Your instructions: Reproduce the following lines word for word, omitting any pictures from your response.
▬▬▬▬▬▬
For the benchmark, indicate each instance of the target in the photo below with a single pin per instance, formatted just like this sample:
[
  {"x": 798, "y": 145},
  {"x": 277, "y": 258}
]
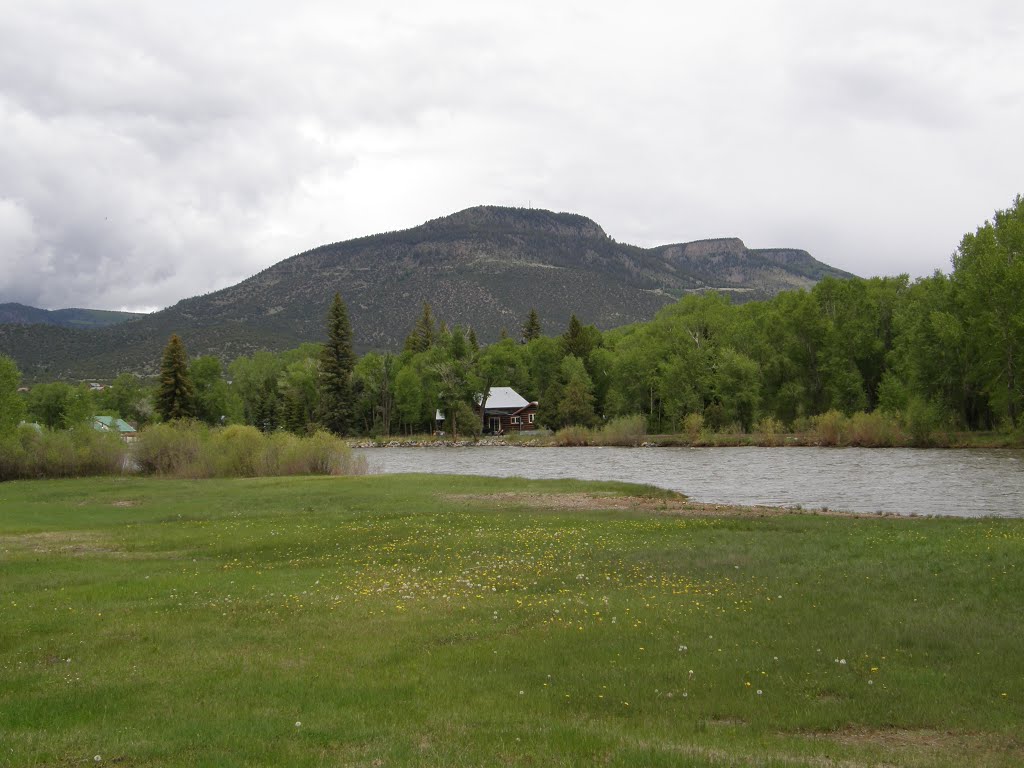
▬▬▬▬▬▬
Response to this task:
For the benchmark, indicate each instance of the target in the photo below with a single pin per instance, formatted just like this sample:
[
  {"x": 798, "y": 145},
  {"x": 277, "y": 258}
]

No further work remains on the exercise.